WRITTEN REQUEST 1 =
Please transcribe the Community Conversations page, starting with "The description of" and going on through "we are undertaking...".

Community Conversations

Community Conversations 2021-2022

This year’s Community Conversations program strives to contribute to a climate of hope, inquisitiveness and personal/professional development. So, our theme this year is Engagement -- which borrows from a mindful leadership principle that all engagement, whether intended or not, is influenced by the social identities of the parties involved. Given this, our sessions will support participants in the development of specific frameworks: ones that acknowledge the social identities of those in the room; are guided by the purpose of the engagement (a meeting, class, etc.) and its hoped-for outcomes; and the development of the specific skills needed to contribute to successful mutually rewarding engagements.

Upcoming Programs


“When Getting Along is Not Enough”: March 8, 2022 from 12:45 pm to 2:30 pm

Register via Workday Learning

To close out this season’s forum, we have invited Wellesley’s own, Dr. Maureen Walker, (author, lecturer, psychologist and a member of the training faculty and leadership of the Jean Baker Miller Institute) to share highlights from her new book – mentioned above -- in the context of her personal and professional journeys.

The description of her book includes the following two illuminating statements:

“Now more than ever, race has become a morphing relational dynamic that has less to do with the demographic census box we check and more with how we make sense of our lives—who we are and who we can become in relationships with others. Using anecdotes from her practice as a licensed psychologist and as an African American growing up in the South, Walker provides a way for educators and social service professionals to enter into cross-racial discussions about race and race relations.”

And of importance for the work we are undertaking...

“The book’s vision is ultimately affirming, empowering, hopeful, and inclusive about the individual and collective power to heal our divisions and disconnections.”

WRITTEN REQUEST 2 =
Pick out every line of the rows that contains the string "hand", matching case exactly.

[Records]
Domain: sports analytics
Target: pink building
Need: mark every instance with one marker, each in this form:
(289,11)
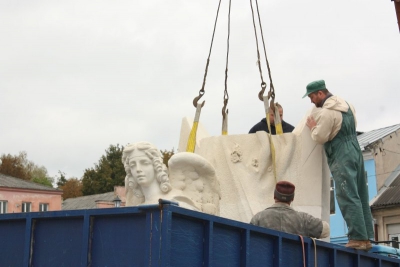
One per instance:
(17,195)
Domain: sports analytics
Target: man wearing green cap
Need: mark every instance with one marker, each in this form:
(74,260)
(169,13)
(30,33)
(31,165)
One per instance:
(334,126)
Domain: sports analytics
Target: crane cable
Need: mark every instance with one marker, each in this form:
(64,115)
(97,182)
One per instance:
(271,93)
(226,96)
(191,144)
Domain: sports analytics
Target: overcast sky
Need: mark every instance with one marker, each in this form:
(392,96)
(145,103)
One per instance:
(78,76)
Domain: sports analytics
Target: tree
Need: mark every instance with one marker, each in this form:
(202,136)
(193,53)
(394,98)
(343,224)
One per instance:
(109,172)
(43,181)
(71,188)
(15,166)
(61,180)
(20,167)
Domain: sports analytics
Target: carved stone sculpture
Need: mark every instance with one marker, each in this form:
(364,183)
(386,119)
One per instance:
(191,181)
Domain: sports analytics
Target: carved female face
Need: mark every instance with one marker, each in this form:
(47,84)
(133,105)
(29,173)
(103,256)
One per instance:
(142,168)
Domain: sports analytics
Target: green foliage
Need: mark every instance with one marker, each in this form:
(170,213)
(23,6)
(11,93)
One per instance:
(20,167)
(61,180)
(71,188)
(43,181)
(109,172)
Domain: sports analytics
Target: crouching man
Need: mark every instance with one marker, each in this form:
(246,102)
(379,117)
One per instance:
(282,217)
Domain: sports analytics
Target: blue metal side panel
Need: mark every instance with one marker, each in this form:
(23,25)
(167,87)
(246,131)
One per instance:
(325,255)
(226,246)
(161,237)
(12,240)
(292,252)
(346,259)
(119,240)
(187,241)
(368,262)
(262,245)
(57,242)
(385,263)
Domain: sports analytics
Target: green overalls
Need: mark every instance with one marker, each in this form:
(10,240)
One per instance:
(346,163)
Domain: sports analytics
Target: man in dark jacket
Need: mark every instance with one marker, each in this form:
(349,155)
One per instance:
(262,125)
(282,217)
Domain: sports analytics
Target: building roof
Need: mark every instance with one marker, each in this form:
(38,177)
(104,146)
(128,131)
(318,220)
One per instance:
(86,202)
(12,182)
(370,137)
(390,196)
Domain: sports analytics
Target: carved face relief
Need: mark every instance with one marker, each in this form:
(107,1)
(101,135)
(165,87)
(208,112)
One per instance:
(142,168)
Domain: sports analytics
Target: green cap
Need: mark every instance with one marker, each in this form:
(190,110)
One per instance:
(315,86)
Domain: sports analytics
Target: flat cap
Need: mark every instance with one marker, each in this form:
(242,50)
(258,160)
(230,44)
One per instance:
(314,87)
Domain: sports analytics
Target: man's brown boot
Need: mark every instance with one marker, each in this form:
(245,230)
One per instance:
(368,245)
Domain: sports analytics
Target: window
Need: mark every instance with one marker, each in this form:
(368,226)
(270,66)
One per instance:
(43,207)
(26,207)
(332,194)
(3,206)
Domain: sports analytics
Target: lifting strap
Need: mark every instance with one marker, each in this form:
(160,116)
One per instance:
(271,93)
(272,147)
(191,144)
(226,96)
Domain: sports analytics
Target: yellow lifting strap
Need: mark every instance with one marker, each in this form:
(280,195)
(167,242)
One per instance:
(192,137)
(277,121)
(225,124)
(266,107)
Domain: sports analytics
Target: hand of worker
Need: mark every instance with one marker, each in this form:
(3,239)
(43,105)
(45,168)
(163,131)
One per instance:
(311,123)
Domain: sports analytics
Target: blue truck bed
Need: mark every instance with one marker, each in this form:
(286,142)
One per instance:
(164,235)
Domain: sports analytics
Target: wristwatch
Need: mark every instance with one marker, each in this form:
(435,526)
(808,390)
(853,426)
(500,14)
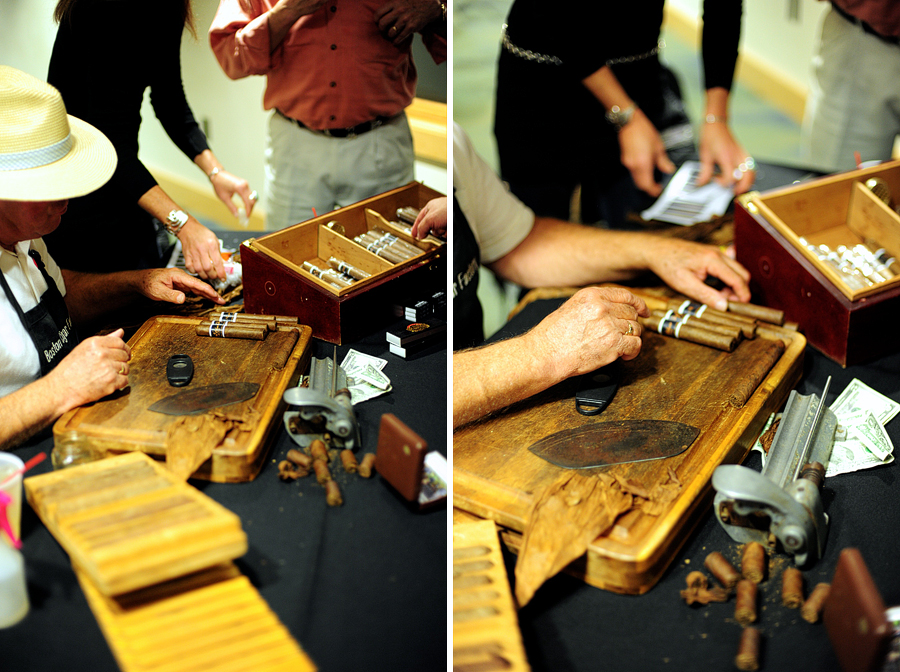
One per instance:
(175,221)
(619,117)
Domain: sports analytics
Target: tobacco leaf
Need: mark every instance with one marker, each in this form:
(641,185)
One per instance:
(565,518)
(191,440)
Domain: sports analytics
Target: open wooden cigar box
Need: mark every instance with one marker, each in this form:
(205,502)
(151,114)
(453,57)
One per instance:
(291,272)
(798,244)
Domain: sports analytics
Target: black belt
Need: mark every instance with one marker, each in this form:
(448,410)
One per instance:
(888,39)
(350,132)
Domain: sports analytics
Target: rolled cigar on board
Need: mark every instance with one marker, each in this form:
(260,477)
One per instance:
(688,332)
(216,329)
(745,602)
(753,562)
(723,570)
(725,329)
(745,324)
(792,588)
(747,657)
(761,313)
(812,608)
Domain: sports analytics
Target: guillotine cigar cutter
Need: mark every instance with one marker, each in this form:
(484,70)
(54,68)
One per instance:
(783,502)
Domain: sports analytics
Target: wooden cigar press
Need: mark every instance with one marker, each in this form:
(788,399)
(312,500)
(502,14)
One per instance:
(782,502)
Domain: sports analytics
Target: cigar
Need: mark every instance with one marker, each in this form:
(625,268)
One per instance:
(747,657)
(344,267)
(323,473)
(761,313)
(693,320)
(318,450)
(348,459)
(745,324)
(723,570)
(753,562)
(333,494)
(687,332)
(217,329)
(745,604)
(792,588)
(367,466)
(408,214)
(299,458)
(812,608)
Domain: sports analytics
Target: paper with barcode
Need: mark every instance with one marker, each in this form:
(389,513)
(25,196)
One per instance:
(683,202)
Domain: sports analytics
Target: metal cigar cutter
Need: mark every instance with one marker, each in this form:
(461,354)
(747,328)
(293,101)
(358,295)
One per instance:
(783,502)
(322,410)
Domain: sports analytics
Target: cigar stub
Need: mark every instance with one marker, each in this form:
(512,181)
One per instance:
(753,562)
(812,608)
(367,466)
(679,329)
(723,570)
(747,657)
(745,603)
(333,494)
(761,313)
(348,459)
(217,329)
(792,588)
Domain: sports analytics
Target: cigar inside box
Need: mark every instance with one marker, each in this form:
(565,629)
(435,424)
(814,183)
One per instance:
(341,273)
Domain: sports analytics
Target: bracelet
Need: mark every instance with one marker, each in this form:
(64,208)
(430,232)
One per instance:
(176,221)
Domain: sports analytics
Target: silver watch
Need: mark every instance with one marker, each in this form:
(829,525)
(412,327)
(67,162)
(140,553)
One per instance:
(619,117)
(175,221)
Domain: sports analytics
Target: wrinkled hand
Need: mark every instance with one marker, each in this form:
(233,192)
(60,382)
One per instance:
(201,251)
(400,19)
(685,265)
(719,148)
(227,185)
(98,366)
(171,284)
(642,152)
(590,330)
(432,219)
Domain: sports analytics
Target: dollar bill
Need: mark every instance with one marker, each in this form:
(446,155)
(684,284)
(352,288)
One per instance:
(858,397)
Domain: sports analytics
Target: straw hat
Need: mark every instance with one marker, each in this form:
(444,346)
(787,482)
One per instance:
(46,154)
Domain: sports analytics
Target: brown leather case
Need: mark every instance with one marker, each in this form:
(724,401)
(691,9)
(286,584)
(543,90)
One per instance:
(854,616)
(400,456)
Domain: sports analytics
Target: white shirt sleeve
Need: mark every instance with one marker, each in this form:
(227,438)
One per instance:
(499,220)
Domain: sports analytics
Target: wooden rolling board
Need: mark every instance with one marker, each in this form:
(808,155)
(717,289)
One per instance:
(214,621)
(496,477)
(485,627)
(122,422)
(127,523)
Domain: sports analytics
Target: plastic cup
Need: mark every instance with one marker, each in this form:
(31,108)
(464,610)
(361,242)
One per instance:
(9,463)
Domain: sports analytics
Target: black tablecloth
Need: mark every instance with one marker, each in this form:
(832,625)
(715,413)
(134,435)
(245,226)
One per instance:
(360,587)
(570,626)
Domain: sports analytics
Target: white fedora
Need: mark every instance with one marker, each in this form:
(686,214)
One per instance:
(46,154)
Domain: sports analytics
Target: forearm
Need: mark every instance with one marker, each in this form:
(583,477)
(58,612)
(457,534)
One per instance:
(561,254)
(492,377)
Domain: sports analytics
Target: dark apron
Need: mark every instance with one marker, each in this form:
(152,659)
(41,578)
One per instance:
(468,319)
(48,323)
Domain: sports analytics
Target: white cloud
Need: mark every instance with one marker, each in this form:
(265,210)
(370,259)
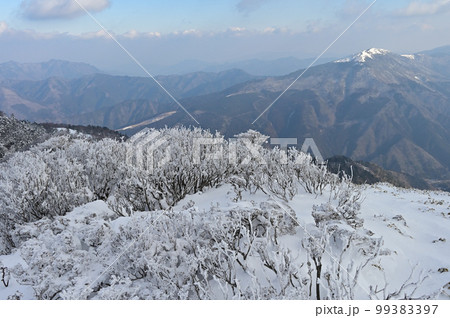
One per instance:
(59,9)
(418,8)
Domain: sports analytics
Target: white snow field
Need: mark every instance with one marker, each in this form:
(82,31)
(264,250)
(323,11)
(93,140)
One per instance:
(65,256)
(85,219)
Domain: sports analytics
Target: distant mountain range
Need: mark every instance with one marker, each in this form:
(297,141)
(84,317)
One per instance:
(258,67)
(40,71)
(375,106)
(106,100)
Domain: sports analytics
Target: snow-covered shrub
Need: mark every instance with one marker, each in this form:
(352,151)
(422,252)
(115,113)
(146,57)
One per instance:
(174,173)
(347,209)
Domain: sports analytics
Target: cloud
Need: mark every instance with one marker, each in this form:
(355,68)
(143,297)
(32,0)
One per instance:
(247,6)
(60,9)
(420,8)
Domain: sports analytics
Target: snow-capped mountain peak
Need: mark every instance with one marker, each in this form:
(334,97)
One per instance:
(364,55)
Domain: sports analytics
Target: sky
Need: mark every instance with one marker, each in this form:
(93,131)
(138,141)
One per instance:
(166,32)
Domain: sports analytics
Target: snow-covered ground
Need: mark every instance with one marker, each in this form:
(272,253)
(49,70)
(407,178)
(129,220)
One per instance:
(413,224)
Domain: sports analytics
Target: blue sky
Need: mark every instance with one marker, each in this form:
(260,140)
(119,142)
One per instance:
(171,31)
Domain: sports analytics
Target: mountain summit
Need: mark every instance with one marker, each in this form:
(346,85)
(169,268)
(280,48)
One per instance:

EXPECTED OUTPUT 1 =
The description of her book includes the following two illuminating statements:

“Now more than ever, race has become a morphing relational dynamic that has less to do with the demographic census box we check and more with how we make sense of our lives—who we are and who we can become in relationships with others. Using anecdotes from her practice as a licensed psychologist and as an African American growing up in the South, Walker provides a way for educators and social service professionals to enter into cross-racial discussions about race and race relations.”

And of importance for the work we are undertaking...

EXPECTED OUTPUT 2 =
Target: hand of worker
Target: wrinkled hand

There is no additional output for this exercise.